Aim of the exercise =>
Only the lines of the data holding the string "clock" need to be returned.

Source data
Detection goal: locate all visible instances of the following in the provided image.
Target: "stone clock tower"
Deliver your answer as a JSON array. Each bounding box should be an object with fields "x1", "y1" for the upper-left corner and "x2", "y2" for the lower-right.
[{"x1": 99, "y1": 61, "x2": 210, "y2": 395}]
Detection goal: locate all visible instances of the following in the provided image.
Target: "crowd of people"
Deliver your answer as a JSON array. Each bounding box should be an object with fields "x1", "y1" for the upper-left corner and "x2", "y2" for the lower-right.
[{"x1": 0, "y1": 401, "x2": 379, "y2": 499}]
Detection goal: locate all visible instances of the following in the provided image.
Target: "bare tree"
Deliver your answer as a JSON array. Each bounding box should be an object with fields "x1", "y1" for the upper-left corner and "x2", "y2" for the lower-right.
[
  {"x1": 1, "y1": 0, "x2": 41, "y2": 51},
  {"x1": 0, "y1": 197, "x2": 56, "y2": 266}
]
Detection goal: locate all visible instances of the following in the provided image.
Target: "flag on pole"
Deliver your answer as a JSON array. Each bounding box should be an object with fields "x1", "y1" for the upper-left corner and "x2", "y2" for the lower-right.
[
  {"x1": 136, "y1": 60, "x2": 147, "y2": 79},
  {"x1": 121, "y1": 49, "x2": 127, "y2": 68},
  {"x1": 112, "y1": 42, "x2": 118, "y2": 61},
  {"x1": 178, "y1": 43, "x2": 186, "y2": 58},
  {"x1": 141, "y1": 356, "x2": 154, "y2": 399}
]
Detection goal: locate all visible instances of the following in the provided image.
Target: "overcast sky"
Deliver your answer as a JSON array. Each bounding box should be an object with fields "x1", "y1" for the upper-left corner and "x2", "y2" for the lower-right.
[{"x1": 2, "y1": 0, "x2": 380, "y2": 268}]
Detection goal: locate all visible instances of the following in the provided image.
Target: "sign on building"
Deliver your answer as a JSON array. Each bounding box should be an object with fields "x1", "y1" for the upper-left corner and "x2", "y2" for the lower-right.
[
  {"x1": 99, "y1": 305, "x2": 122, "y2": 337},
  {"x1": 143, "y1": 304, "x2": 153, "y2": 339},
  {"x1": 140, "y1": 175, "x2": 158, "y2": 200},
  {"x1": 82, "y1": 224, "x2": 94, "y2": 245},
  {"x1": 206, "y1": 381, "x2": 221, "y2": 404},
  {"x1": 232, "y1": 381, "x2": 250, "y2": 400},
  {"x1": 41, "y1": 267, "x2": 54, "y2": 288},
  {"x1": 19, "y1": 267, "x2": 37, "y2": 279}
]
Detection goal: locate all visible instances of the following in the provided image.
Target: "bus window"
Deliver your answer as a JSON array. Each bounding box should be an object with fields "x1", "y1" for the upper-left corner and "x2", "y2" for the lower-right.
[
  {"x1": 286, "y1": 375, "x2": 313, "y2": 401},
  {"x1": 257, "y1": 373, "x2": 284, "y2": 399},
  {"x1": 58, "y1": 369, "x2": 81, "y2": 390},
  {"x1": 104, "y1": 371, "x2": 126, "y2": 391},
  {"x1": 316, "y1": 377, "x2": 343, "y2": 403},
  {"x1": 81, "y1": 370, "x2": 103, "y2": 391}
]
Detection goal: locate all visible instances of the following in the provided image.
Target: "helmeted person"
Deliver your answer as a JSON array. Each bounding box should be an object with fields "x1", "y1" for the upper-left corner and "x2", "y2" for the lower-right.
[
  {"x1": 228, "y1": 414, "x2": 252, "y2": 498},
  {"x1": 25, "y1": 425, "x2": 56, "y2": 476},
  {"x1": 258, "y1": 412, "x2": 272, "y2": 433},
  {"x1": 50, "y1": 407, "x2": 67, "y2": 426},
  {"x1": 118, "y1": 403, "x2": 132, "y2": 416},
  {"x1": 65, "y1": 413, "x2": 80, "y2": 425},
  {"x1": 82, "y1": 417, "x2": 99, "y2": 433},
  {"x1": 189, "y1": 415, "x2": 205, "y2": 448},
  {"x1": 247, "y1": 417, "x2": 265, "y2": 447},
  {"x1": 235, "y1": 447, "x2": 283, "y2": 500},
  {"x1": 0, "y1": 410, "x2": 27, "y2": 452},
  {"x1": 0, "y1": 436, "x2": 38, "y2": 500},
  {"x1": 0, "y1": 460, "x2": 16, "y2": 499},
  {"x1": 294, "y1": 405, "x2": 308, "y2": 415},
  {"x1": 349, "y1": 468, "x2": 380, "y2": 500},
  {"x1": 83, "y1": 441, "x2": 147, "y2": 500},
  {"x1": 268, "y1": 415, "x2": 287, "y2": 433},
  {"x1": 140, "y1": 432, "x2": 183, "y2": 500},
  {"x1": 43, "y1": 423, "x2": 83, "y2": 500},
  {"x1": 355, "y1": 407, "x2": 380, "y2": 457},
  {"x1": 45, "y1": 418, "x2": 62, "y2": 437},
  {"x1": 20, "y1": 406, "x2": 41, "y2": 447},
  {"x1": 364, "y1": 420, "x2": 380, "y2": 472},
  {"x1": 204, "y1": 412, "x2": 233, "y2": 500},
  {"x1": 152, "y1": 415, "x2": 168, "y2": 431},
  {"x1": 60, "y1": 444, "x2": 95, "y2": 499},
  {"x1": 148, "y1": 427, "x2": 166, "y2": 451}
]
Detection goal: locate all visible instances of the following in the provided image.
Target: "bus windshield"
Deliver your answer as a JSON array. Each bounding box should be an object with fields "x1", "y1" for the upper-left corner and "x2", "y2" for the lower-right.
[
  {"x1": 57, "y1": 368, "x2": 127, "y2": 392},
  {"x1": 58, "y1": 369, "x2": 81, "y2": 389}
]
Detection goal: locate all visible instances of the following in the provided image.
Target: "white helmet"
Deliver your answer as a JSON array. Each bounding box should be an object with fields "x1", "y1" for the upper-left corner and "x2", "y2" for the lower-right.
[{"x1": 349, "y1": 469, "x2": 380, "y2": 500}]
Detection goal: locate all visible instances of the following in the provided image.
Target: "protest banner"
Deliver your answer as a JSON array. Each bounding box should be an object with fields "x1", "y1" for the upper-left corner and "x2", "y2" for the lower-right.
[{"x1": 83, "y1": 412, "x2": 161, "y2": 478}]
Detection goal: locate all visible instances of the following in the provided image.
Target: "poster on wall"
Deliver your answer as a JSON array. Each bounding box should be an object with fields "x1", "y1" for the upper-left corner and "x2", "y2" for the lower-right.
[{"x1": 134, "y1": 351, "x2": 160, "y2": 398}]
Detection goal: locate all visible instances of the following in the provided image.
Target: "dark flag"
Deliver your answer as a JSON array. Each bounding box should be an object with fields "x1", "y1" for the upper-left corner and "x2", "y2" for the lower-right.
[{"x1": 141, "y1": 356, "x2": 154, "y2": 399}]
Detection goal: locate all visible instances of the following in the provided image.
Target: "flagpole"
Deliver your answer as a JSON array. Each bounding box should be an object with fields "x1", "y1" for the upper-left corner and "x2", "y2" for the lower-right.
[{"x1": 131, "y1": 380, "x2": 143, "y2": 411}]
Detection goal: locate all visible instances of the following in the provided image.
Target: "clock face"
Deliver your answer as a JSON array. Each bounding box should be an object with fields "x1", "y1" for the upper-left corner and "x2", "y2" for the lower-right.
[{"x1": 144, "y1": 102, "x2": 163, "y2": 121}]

Answer box =>
Target: "stone clock tower"
Target: "clock face"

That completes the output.